EXERCISE DETAILS
Could you print each of the records below exactly?

Records from a data collection
____

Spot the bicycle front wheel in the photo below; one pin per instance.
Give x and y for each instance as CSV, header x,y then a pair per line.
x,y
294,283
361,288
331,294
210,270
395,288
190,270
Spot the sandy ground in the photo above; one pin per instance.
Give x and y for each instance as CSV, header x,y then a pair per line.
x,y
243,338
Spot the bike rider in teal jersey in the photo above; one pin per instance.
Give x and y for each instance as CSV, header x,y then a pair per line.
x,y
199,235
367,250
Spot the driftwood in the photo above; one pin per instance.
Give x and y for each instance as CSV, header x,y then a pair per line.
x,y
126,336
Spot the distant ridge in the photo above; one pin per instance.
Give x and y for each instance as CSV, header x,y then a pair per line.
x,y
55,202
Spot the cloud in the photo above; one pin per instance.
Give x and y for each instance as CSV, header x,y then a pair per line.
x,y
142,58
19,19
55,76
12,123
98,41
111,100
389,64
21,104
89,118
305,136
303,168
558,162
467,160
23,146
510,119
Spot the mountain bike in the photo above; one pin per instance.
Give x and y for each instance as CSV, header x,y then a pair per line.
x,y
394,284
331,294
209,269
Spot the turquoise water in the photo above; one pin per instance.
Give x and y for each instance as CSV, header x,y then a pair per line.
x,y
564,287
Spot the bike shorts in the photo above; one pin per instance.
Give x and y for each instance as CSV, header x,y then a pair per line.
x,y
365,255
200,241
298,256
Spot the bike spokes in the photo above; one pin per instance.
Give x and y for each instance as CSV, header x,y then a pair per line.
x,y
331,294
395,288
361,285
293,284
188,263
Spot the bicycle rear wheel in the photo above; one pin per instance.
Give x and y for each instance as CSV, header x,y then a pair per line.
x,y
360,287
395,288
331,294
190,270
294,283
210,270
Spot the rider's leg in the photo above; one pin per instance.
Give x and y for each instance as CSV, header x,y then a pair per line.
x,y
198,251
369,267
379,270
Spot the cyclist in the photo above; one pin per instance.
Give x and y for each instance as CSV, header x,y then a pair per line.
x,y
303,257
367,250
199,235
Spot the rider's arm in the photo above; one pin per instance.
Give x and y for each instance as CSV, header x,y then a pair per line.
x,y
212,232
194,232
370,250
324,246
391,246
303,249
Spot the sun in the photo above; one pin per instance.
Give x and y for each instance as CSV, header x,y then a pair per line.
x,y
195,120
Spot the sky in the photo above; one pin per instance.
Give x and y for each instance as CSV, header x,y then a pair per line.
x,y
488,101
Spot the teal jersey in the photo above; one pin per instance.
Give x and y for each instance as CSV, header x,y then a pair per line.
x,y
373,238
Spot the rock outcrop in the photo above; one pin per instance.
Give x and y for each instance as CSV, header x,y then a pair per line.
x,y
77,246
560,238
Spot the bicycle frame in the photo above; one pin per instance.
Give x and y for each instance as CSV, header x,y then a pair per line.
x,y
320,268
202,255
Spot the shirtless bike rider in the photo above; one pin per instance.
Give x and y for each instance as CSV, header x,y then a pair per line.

____

TASK ANSWER
Spot the bicycle front wheel in the photo below; one pin per instance.
Give x and y for each instance as CSV, header x,y then a pair per line.
x,y
294,283
361,288
331,294
210,270
395,288
190,270
Spot the sandy ground in the photo above; one pin per instance.
Give x and y for each instance as CSV, header x,y then a pair per line.
x,y
243,338
Spot the bike rider in teal jersey in the photo above; one pin per instance.
Give x and y for each instance as CSV, header x,y then a pair per line.
x,y
199,235
367,250
Spot the driftwood in the photo above; one pin per instance.
Give x and y for each instance as CSV, header x,y then a pair per line.
x,y
126,336
Spot the distant ridge in the photo above; one pin per instance.
Give x and y for each instance as CSV, header x,y then a pair per line.
x,y
55,202
Spot the cloud in the photo above; one pin per instance.
Give x and y for each instance as CSV, header x,y then a pair per line.
x,y
142,58
19,19
55,76
12,123
98,41
111,100
389,64
21,104
89,118
305,136
303,168
558,162
467,160
23,146
510,119
Spot the mountain bike in the photo above; one pin per instance.
Give x and y for each instance as CSV, header x,y then a pair per line.
x,y
394,284
331,294
209,269
Spot the turquoise water in the photo above; one pin per instance.
Give x and y for each instance as CSV, header x,y then a pair per line.
x,y
564,287
Spot the bike shorts in the photo above; one pin per instance.
Give x and y for each instance as CSV, header x,y then a pair per line.
x,y
365,255
200,241
298,256
Spot the bike spokes in the photo above; one pin per instance.
Give x and y for each instance as CSV, header x,y then a pair per line.
x,y
331,294
395,288
361,285
293,284
188,263
Spot the bicycle rear wheel in the photo above; one pin per instance.
Give x and y for each instance as CSV, header x,y then a pair per line.
x,y
360,287
395,288
331,294
190,270
294,283
210,270
Spot the rider's leg in the photo above; one pin per instance.
Give x and y for each instance as CSV, header x,y then a pair per line.
x,y
198,251
369,267
379,270
Spot the cyclist in the photo above; one pin per instance.
Give x and y for each instance as CSV, header x,y then a pair per line.
x,y
303,257
367,250
199,235
Spot the rider's arm in the photo above; one pin per instance.
Give x and y for each instance as CSV, header x,y then a pair per line.
x,y
212,232
194,232
370,250
324,246
391,246
303,249
Spot the sun in the photo above; one pin per instance.
Give x and y for each instance as CSV, header x,y then a pair per line.
x,y
195,120
Spot the sky in the photo above; one pin per instance.
Give x and y for each instance as CSV, header x,y then a pair per line.
x,y
488,101
Spot the teal jersey in the photo above; one pin per instance.
Give x and y for each instance as CSV, header x,y then a pair per line.
x,y
373,238
Spot the rock outcrop in the photo above; one pin per instance.
Give x and y for each instance as CSV, header x,y then a pair per line.
x,y
77,246
560,238
Spot the bicycle frame in the photo above; one pin per instance.
Give x and y for each instance as CSV, header x,y then a pair per line.
x,y
320,268
202,255
Spot the shirtless bike rider in the photo above; one pin per instance.
Give x and y for each instance as CSV, header x,y then a pair per line.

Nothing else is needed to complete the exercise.